§ DATASET EXTRACT

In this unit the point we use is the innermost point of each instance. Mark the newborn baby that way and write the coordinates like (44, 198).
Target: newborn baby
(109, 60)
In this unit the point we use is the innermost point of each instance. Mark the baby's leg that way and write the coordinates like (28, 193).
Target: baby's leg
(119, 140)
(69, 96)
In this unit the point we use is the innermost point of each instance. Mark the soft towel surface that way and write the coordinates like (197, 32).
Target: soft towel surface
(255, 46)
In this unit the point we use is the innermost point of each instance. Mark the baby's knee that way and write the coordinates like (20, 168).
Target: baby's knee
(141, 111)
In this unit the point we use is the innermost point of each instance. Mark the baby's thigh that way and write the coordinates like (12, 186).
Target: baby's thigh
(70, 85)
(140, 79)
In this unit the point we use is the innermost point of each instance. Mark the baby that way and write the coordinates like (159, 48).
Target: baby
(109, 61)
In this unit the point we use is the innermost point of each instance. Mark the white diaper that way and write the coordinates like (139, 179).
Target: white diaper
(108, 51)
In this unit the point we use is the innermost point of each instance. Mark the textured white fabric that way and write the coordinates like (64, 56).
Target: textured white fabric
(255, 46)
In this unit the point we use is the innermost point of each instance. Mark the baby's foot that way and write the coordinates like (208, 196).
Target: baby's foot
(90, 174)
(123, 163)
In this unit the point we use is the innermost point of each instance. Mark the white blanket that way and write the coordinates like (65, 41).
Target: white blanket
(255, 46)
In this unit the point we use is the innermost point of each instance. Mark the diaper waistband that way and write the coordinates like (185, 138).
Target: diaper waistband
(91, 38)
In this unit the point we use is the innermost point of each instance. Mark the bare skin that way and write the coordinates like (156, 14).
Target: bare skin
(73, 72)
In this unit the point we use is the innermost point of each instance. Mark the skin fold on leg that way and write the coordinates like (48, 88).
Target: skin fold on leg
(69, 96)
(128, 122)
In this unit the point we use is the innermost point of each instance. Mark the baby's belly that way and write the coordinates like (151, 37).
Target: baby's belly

§ EXERCISE OBJECTIVE
Rewrite all of the material above, replacing each "innermost" with "deepest" and changing nothing else.

§ COMPLETE ANSWER
In this unit the point we use is the deepest point of each instance. Mark the newborn baby that way and write the coordinates like (44, 198).
Target: newborn baby
(109, 60)
In this unit the point we use is the deepest point of each instance. Mark the baby's leg that way and write the coordinates like (28, 193).
Target: baby's leg
(119, 140)
(69, 96)
In this unit the point we use is the deepest point of each instance. Mark the soft towel surface that way and write the coordinates like (197, 32).
Target: soft towel surface
(255, 46)
In this unit the point we use is the deepest point of each instance. Mark the baby's knee that way and write the coordinates like (20, 168).
Target: baby's knee
(141, 111)
In this unit the point we use is the deepest point of each instance. Mark the baby's thigh that way and write the coordinates like (12, 186).
Target: baby's thigh
(70, 85)
(140, 79)
In this unit the point we use is the deepest point of each instance. Mark the baby that way and write the coordinates like (159, 48).
Target: baby
(109, 61)
In this unit the point we use is the deepest point of each instance. Mark the white diaper that way and write the coordinates like (139, 179).
Target: white diaper
(108, 51)
In this unit the point we use is the deepest point of each instance. Mark the textured white fabric that way and write the coordinates like (64, 56).
Target: textured white fabric
(255, 46)
In this unit the point we use is the deepest point of each instance. Mark the baby's foot that way and write the coordinates like (208, 196).
Target: baby's foot
(90, 174)
(123, 163)
In this unit the point we use is the deepest point of each instance. Mark the white blanket that way and write the coordinates like (65, 41).
Target: white blanket
(255, 46)
In this unit the point we use is the deepest point of each instance. Mark the diaper waistband that way and write the coordinates like (185, 138).
Target: diaper waistband
(91, 38)
In this unit the point we use is the deepest point of each instance. Mark the bare skin that way and write the coordinates like (156, 14).
Target: bare skin
(73, 72)
In this unit the point we use is the deepest point of each instance. Mark the skin fold on leg that way and write the coordinates like (48, 88).
Target: skin fold on leg
(69, 96)
(128, 122)
In this unit the point we use is the deepest point of each instance. Mark the baby's belly that way and write the coordinates like (151, 37).
Target: baby's belly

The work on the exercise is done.